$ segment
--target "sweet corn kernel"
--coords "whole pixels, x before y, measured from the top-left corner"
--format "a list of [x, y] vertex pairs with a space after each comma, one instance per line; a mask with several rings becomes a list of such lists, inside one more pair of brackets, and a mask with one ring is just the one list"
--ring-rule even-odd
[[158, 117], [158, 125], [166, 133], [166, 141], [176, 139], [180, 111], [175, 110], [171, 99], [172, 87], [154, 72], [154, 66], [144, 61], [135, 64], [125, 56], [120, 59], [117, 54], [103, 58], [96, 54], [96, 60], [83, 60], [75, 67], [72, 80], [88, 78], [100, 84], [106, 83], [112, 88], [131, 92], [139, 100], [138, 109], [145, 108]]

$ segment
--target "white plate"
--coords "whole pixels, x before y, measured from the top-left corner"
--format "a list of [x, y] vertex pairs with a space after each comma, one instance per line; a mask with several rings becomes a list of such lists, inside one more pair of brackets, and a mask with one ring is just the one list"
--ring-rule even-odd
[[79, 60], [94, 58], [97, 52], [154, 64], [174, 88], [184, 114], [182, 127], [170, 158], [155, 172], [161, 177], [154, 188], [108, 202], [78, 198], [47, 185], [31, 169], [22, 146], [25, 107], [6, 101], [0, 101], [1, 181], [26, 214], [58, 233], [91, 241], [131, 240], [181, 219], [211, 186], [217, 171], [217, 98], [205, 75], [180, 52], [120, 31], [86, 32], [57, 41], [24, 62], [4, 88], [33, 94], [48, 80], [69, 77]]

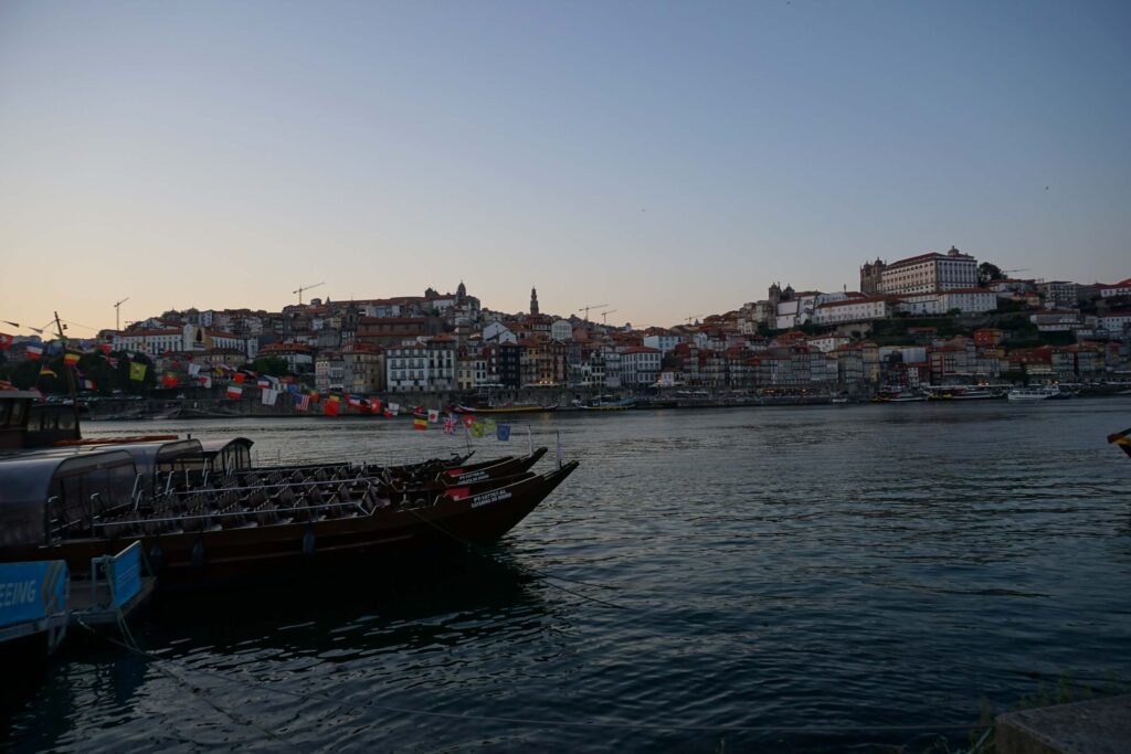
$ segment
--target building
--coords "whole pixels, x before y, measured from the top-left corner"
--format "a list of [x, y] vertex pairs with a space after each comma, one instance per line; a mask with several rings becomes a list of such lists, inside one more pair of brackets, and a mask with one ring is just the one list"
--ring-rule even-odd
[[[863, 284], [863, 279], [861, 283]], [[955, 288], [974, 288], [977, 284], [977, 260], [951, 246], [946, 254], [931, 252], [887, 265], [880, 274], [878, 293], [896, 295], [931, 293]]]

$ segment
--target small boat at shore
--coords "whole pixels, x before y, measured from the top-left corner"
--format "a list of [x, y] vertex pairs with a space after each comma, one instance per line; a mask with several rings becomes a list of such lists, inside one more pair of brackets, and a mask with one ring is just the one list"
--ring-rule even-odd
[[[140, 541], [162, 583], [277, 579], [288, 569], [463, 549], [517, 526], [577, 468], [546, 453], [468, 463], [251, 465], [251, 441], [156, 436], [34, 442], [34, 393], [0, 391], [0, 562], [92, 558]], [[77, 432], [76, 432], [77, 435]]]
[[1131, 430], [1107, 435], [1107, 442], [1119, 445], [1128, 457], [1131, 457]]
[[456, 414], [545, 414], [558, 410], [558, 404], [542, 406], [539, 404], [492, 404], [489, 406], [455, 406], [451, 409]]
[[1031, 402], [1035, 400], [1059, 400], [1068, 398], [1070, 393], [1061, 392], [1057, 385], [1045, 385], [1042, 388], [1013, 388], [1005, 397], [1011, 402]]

--

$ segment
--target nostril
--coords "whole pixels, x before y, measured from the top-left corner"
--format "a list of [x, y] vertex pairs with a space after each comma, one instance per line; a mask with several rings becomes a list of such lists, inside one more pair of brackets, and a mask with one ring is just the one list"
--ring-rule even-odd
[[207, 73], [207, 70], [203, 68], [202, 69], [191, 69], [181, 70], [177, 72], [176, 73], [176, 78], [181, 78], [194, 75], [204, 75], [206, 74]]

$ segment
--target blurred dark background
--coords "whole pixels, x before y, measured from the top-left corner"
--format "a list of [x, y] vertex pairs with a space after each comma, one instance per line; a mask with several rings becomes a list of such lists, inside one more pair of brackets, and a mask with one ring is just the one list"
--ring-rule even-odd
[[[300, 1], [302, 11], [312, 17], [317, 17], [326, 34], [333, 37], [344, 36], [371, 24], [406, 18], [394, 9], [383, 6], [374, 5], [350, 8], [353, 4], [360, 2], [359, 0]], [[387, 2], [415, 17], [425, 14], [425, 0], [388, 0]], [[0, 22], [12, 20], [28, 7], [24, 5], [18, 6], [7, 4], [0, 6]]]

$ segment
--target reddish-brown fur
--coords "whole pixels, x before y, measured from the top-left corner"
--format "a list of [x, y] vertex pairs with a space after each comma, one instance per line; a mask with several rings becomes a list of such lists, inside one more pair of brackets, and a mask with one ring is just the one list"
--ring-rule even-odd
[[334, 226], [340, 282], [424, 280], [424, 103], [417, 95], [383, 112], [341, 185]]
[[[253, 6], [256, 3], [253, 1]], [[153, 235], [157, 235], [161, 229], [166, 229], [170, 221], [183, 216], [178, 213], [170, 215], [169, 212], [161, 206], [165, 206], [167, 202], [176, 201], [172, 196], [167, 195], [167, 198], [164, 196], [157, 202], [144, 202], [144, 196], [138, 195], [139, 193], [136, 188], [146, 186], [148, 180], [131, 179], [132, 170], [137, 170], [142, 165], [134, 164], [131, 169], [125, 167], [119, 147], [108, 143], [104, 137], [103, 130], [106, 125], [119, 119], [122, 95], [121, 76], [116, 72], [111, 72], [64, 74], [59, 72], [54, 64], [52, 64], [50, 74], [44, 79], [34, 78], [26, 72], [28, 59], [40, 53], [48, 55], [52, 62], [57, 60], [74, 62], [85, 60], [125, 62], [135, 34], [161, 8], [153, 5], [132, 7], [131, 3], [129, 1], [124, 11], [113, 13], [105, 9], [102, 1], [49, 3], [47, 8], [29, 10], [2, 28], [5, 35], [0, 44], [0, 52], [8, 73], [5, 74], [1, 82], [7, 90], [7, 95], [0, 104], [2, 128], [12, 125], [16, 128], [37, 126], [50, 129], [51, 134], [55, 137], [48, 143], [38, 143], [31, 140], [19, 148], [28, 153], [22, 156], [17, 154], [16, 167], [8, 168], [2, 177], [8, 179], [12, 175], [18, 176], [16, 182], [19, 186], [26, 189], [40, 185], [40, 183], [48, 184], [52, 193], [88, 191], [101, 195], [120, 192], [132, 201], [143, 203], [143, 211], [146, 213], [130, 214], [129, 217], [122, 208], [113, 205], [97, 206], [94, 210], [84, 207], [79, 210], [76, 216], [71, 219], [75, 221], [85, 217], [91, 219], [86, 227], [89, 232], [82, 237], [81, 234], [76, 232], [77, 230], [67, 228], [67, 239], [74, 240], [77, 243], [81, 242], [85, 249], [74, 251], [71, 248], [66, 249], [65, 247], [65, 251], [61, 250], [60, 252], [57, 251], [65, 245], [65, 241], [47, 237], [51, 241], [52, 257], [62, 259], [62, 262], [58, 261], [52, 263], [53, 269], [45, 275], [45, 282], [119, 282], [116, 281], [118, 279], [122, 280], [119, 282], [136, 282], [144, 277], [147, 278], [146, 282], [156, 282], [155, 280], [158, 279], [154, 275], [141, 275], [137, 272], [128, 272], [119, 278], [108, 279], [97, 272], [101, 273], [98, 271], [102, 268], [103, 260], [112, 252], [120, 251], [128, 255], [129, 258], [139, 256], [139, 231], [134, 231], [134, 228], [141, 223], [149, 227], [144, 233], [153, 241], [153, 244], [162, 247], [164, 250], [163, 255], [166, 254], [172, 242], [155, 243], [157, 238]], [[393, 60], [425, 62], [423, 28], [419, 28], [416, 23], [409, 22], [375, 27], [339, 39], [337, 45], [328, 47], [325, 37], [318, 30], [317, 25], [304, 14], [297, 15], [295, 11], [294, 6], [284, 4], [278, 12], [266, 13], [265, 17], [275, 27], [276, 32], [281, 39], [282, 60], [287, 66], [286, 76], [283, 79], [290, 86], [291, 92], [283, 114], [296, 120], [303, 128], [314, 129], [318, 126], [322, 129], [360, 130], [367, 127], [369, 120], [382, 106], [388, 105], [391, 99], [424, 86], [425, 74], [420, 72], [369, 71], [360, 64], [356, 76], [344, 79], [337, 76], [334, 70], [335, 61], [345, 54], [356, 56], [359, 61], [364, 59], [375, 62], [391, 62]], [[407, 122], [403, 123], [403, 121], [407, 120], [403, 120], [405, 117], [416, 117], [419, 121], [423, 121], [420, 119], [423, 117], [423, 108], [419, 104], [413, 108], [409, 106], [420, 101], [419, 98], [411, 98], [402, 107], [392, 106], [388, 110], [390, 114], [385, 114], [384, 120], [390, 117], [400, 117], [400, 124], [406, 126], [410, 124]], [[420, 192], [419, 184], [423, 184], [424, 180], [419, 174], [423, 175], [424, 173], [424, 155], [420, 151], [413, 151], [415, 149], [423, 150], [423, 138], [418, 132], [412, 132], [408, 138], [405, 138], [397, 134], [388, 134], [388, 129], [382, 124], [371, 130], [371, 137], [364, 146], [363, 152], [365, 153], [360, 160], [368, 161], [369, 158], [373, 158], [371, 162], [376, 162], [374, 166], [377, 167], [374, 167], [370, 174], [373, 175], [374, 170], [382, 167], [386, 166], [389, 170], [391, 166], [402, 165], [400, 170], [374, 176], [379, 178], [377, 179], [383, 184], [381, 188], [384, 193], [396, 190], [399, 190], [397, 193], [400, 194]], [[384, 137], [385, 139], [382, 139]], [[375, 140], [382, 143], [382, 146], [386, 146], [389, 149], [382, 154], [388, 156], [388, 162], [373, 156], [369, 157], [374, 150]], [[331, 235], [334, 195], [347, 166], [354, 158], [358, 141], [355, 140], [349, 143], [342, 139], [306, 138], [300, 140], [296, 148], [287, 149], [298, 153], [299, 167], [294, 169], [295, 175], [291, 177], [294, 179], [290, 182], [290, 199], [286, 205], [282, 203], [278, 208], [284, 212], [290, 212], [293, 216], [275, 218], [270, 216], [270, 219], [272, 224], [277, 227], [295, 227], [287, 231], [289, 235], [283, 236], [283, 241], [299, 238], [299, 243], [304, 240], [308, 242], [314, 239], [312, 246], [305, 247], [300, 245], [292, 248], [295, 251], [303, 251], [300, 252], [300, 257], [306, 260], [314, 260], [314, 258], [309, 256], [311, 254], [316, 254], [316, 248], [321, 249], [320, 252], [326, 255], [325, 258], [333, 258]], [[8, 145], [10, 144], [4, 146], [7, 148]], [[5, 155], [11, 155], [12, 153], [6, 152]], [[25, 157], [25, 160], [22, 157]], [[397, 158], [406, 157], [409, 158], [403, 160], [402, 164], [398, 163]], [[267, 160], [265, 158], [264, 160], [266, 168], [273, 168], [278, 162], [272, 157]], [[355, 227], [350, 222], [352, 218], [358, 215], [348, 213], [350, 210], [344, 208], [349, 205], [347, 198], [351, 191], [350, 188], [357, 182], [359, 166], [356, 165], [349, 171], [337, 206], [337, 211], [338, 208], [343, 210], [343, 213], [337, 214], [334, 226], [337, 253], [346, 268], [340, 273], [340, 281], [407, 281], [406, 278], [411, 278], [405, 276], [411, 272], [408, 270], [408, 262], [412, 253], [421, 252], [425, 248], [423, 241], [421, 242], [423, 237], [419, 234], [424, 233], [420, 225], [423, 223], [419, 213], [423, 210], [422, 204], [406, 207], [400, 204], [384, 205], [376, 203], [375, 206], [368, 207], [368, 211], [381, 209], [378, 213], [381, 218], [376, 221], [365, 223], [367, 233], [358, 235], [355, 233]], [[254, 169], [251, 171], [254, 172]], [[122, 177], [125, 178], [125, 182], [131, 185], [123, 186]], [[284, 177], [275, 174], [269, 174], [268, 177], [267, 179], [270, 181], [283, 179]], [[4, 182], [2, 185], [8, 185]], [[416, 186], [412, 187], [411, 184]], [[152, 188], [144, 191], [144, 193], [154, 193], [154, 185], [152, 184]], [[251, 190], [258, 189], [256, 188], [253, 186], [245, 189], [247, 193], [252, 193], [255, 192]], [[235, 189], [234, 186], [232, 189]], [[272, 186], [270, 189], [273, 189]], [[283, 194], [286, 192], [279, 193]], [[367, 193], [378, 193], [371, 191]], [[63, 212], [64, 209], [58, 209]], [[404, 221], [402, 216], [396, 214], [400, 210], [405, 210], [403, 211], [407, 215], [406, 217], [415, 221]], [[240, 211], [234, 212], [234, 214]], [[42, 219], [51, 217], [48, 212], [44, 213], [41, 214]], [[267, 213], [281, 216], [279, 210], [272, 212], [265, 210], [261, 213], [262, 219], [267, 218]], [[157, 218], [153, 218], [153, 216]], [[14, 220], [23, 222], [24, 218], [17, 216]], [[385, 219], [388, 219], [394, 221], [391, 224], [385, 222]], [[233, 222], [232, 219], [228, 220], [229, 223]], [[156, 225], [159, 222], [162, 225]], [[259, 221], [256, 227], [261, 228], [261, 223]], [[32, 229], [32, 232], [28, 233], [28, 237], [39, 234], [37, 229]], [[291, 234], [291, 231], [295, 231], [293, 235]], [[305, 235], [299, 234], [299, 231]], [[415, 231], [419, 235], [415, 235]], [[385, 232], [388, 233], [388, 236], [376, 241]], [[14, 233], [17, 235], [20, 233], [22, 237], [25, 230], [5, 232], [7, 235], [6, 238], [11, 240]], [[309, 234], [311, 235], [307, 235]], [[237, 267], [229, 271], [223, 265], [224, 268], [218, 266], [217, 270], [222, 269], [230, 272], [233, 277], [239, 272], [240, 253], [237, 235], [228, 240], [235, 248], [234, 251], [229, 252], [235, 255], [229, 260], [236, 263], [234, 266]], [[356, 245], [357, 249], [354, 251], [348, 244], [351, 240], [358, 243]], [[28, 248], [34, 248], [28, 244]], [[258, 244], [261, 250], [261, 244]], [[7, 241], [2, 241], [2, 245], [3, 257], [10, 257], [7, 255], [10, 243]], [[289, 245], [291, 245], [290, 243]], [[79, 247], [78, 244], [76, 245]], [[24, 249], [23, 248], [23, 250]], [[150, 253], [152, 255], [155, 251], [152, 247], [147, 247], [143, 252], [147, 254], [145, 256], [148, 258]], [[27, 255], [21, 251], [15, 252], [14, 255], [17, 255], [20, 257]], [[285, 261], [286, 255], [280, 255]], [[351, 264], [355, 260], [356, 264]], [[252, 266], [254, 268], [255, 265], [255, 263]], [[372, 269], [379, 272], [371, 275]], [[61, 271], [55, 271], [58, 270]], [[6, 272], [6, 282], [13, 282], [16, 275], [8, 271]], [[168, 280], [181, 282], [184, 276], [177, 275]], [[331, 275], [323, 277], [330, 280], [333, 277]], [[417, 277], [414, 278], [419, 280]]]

EXERCISE GOAL: State how many lines of the records contain the word "target", and give only the number.

RESULT BELOW: 7